→ PROVIDED PASSAGE
────────────────────
Asset Preservation & Medi-Cal Planning

Is Public Benefits Planning Ethical?

We are sometimes asked whether it is ethical, or even lawful, for an individual or couple to take planning steps in order to qualify for a Medi-Cal Long-Term-Care subsidy or other government benefits.  In our view, the answer is an unequivocal,    YES !

Consider the following:

(1)        Like Tax Planning For The Middle-Class:   In our firm, we consider Medi-Cal planning to be similar to tax planning, albeit for the middle class.  The wealthy plan their affairs and design their business strategies in order to minimize their tax.  They may hire very sophisticated financial advisors, accountants and attorneys to assist them in this effort.  Their success is applauded and often highly compensated.  When you think about it,  this undertaking  is really no different than the effort on the part of the middle class to likewise plan their affairs in order to qualify for government benefits, e.g.  Medi-Cal.  The impact upon the public treasury is precisely the same!

(2)        Unfair That Some Illnesses Are Covered, While Others Are Not:   It is well known that every senior who has worked and paid taxes is entitled to Medicare coverage for hospital stays, acute illnesses, surgeries, heart transplants and the like.  What may not be well known, however, is that Medicare will not cover extended stays in a care facility due to chronic, as opposed to acute, illnesses.  In other words, Medicare will, for example,  cover the cost of quadruple  heart bypass surgery and the associated hospital stay costing, say, $250,000, but it will not pay for an extended nursing home stay for someone suffering from Alzheimer’s, Parkinson’s, Lou Gehrig’s disease, Multiple Sclerosis, dementia, or just plain frailty.  Yet, the cost may be the same; indeed, the cost of the four-way bypass may be even greater!   Thus, the individual having the ‘good fortune’ to need a quadruple bypass has an insurance safety net, while the individual suffering from Alzheimer’s Disease does not.  Is this fair?  To put the matter another way, whether a particular illness is covered is largely a matter of chance, kind of like playing Russian roulette.   Both individuals have presumably been good citizens,  served in the military, saved when they could, paid their taxes, and both are loved just as much by their families, friends and neighbors.  Why should only one of them receive covered health care?
────────────────────
→ STUDY MATERIAL
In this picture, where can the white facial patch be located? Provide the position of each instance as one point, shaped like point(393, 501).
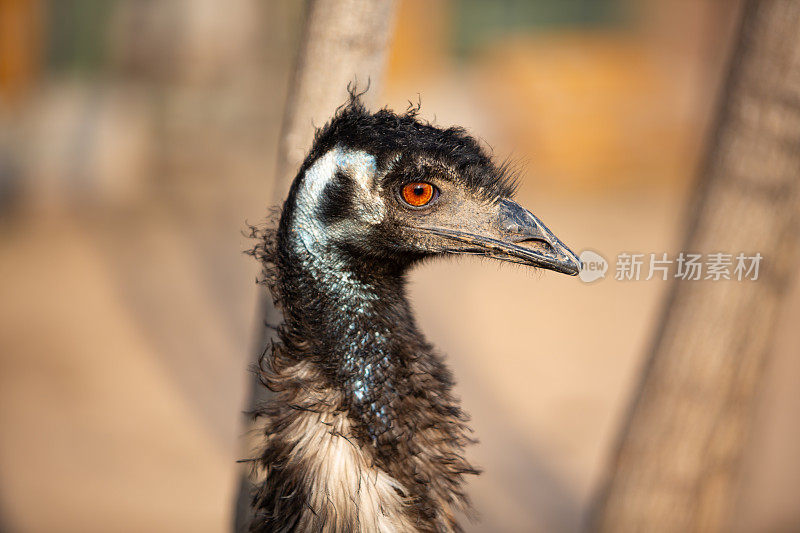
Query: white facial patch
point(369, 206)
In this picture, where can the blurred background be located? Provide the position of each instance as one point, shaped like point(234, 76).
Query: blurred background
point(138, 136)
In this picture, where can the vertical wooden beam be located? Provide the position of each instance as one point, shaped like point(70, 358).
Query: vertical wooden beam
point(344, 42)
point(676, 465)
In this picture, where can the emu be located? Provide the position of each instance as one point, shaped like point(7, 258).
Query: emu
point(363, 433)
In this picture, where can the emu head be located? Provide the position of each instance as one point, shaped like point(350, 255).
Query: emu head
point(390, 189)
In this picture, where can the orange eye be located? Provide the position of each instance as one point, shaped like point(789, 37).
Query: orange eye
point(418, 193)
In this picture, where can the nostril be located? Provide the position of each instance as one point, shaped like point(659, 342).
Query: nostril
point(534, 243)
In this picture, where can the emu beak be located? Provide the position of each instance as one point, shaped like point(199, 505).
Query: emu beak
point(525, 239)
point(513, 234)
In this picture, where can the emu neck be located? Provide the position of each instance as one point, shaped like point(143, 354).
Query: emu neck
point(360, 326)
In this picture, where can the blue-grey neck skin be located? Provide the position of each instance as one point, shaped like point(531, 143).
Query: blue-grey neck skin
point(350, 309)
point(357, 341)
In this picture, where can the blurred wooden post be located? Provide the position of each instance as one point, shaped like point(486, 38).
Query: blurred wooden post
point(344, 42)
point(676, 465)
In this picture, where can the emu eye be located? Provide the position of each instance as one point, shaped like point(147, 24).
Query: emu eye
point(418, 193)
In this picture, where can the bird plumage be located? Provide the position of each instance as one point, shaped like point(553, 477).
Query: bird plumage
point(364, 433)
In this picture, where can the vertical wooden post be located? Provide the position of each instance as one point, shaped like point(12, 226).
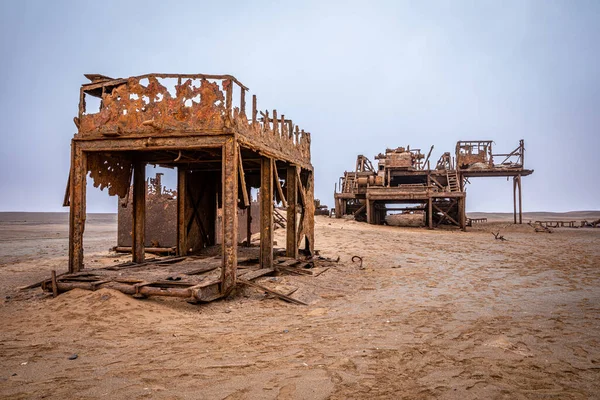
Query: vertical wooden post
point(266, 212)
point(254, 111)
point(462, 213)
point(515, 199)
point(182, 247)
point(77, 212)
point(242, 100)
point(230, 224)
point(139, 212)
point(291, 247)
point(520, 200)
point(369, 211)
point(430, 212)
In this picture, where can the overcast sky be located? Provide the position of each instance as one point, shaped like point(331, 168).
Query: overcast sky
point(360, 76)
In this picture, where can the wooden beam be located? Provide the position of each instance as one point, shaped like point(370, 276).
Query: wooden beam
point(278, 186)
point(229, 184)
point(248, 221)
point(515, 199)
point(139, 211)
point(520, 200)
point(266, 213)
point(77, 213)
point(291, 247)
point(182, 247)
point(301, 188)
point(446, 214)
point(430, 213)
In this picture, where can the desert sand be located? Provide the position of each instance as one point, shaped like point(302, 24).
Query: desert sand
point(432, 314)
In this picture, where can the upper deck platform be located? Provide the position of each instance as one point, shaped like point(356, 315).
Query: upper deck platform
point(185, 106)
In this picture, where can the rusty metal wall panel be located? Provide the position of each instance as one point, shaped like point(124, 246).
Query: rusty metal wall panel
point(161, 219)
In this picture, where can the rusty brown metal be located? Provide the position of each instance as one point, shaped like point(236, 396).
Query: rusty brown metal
point(197, 126)
point(403, 176)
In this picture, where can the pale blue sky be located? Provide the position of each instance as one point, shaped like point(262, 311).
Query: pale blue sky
point(361, 76)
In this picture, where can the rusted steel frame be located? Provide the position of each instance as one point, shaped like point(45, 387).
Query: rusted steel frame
point(266, 213)
point(445, 214)
point(267, 151)
point(278, 185)
point(118, 81)
point(153, 143)
point(182, 247)
point(77, 214)
point(291, 247)
point(229, 186)
point(242, 178)
point(139, 211)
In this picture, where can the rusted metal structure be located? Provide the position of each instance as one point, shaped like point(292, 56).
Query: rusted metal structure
point(404, 176)
point(476, 159)
point(200, 125)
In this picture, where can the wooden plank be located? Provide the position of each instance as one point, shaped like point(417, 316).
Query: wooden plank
point(266, 213)
point(273, 292)
point(229, 220)
point(139, 211)
point(182, 247)
point(77, 214)
point(291, 247)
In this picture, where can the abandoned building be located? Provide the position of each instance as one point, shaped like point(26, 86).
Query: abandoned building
point(201, 126)
point(404, 181)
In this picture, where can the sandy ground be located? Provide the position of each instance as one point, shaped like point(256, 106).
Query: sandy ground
point(435, 314)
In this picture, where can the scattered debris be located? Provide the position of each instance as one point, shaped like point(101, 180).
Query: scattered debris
point(497, 236)
point(354, 258)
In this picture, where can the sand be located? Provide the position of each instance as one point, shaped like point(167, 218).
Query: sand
point(434, 314)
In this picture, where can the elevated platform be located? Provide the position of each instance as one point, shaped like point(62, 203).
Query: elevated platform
point(197, 123)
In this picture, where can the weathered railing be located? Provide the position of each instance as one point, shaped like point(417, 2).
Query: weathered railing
point(174, 104)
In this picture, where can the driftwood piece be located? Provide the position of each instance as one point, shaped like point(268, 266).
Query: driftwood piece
point(497, 236)
point(273, 292)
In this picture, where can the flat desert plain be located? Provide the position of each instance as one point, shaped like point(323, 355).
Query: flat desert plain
point(432, 314)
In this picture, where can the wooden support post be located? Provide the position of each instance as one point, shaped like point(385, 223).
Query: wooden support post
point(248, 220)
point(266, 212)
point(77, 212)
point(139, 211)
point(520, 200)
point(430, 213)
point(515, 199)
point(309, 215)
point(182, 247)
point(462, 213)
point(243, 101)
point(291, 247)
point(229, 184)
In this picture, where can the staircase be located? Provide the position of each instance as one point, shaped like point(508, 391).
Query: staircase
point(453, 184)
point(278, 218)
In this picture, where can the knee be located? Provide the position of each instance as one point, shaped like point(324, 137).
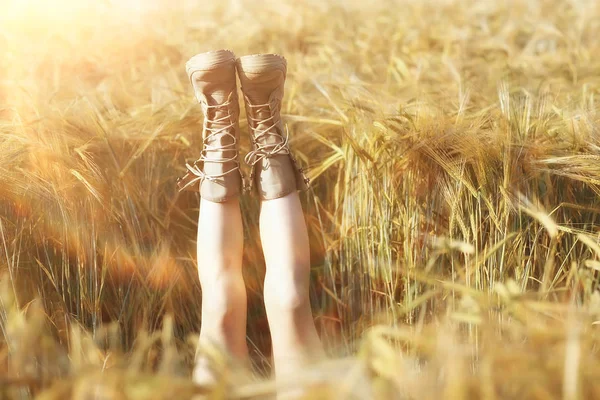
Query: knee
point(223, 295)
point(286, 293)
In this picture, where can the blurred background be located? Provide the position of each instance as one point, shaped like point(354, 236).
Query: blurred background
point(453, 147)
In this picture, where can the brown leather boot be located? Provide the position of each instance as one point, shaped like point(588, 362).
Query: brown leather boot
point(274, 169)
point(217, 172)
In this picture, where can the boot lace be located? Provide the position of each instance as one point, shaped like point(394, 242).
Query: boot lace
point(210, 132)
point(264, 150)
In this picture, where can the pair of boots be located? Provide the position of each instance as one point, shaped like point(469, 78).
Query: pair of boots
point(216, 174)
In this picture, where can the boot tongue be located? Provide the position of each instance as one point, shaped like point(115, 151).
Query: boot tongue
point(261, 96)
point(220, 115)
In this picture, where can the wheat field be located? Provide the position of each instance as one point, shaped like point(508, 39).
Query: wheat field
point(454, 148)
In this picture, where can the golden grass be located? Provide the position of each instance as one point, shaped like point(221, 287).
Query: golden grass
point(455, 151)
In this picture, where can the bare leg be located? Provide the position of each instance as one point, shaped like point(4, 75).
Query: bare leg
point(285, 244)
point(220, 247)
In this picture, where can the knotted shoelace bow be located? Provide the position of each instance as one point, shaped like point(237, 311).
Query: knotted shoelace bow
point(209, 133)
point(264, 150)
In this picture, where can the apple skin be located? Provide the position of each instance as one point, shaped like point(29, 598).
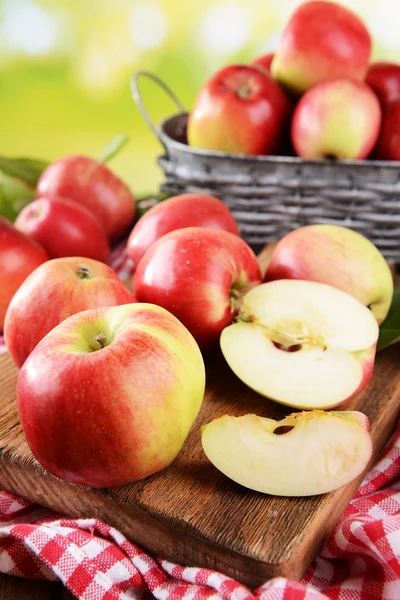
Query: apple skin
point(384, 79)
point(56, 290)
point(241, 109)
point(264, 62)
point(104, 416)
point(91, 184)
point(64, 228)
point(19, 257)
point(198, 275)
point(388, 146)
point(344, 259)
point(185, 210)
point(340, 119)
point(321, 41)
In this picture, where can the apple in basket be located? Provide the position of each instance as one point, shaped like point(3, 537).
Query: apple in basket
point(344, 259)
point(339, 119)
point(59, 288)
point(91, 184)
point(304, 344)
point(384, 78)
point(19, 257)
point(306, 453)
point(110, 394)
point(185, 210)
point(321, 41)
point(241, 109)
point(199, 275)
point(64, 228)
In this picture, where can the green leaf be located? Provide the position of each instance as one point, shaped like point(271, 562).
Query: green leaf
point(27, 169)
point(113, 147)
point(14, 196)
point(389, 332)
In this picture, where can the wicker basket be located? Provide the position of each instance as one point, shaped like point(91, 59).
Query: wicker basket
point(271, 195)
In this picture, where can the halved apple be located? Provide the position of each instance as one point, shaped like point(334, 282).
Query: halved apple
point(306, 454)
point(301, 343)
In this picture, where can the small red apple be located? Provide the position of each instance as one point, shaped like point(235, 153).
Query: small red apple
point(388, 147)
point(264, 62)
point(199, 275)
point(109, 395)
point(384, 78)
point(64, 228)
point(56, 290)
point(91, 184)
point(340, 119)
point(19, 256)
point(240, 110)
point(185, 210)
point(321, 41)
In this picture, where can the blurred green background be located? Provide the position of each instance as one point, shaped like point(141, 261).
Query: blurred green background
point(65, 67)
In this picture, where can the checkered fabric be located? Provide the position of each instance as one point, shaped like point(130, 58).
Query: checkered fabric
point(360, 561)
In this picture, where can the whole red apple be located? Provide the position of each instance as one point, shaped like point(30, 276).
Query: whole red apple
point(91, 184)
point(185, 210)
point(56, 290)
point(110, 395)
point(339, 119)
point(264, 61)
point(199, 275)
point(321, 41)
point(19, 256)
point(388, 147)
point(241, 110)
point(64, 228)
point(384, 78)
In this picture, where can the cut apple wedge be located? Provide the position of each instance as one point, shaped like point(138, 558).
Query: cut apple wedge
point(306, 454)
point(301, 343)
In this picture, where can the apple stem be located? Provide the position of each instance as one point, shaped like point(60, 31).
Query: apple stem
point(101, 340)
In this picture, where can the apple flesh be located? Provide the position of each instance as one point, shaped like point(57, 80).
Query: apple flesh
point(320, 451)
point(322, 41)
point(384, 79)
point(56, 290)
point(19, 257)
point(185, 210)
point(199, 275)
point(92, 185)
point(339, 119)
point(337, 256)
point(239, 110)
point(109, 395)
point(64, 228)
point(301, 343)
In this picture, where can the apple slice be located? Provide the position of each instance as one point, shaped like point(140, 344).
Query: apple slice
point(307, 453)
point(305, 344)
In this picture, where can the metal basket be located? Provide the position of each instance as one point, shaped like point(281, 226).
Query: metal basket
point(272, 195)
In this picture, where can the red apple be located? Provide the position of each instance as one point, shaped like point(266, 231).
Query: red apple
point(388, 147)
point(19, 256)
point(340, 119)
point(322, 41)
point(199, 275)
point(384, 78)
point(241, 110)
point(186, 210)
point(110, 395)
point(64, 228)
point(91, 184)
point(264, 62)
point(56, 290)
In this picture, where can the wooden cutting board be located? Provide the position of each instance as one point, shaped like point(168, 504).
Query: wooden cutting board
point(192, 514)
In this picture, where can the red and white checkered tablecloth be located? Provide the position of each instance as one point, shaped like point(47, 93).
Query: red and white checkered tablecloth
point(360, 561)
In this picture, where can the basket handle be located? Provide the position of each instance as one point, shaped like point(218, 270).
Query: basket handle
point(139, 101)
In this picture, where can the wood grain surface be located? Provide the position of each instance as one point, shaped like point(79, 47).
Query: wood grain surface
point(192, 514)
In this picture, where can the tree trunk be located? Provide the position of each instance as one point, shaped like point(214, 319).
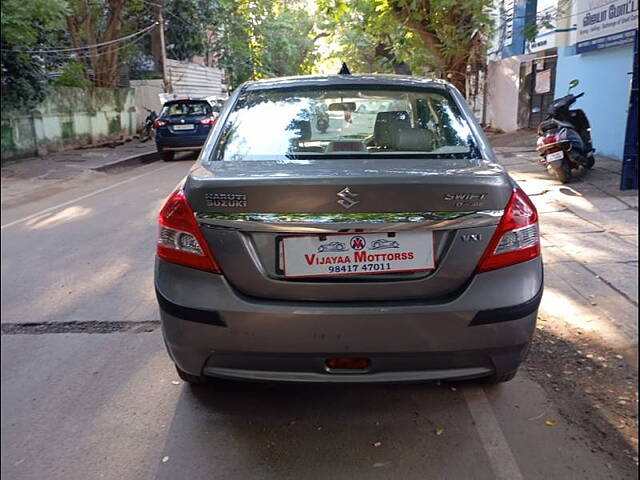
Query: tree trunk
point(451, 68)
point(83, 31)
point(400, 68)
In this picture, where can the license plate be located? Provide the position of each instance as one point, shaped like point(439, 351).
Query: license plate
point(555, 156)
point(357, 254)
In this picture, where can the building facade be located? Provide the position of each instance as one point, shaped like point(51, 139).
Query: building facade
point(588, 40)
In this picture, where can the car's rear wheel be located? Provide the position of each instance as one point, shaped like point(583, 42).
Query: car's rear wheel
point(167, 156)
point(187, 377)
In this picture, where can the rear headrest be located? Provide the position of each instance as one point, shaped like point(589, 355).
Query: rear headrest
point(387, 124)
point(413, 140)
point(301, 129)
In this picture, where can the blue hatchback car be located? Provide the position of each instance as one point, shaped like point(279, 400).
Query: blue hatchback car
point(183, 125)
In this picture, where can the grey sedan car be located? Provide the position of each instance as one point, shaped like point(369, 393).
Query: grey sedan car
point(245, 292)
────────────────────
Can you reproduce the Medi-Cal planning passage word for word, from "Is Public Benefits" to "unequivocal,    YES !"? The records are separate from the Medi-Cal planning passage.

→ RESULT BELOW
Is Public Benefits Planning Ethical?

We are sometimes asked whether it is ethical, or even lawful, for an individual or couple to take planning steps in order to qualify for a Medi-Cal Long-Term-Care subsidy or other government benefits.  In our view, the answer is an unequivocal,    YES !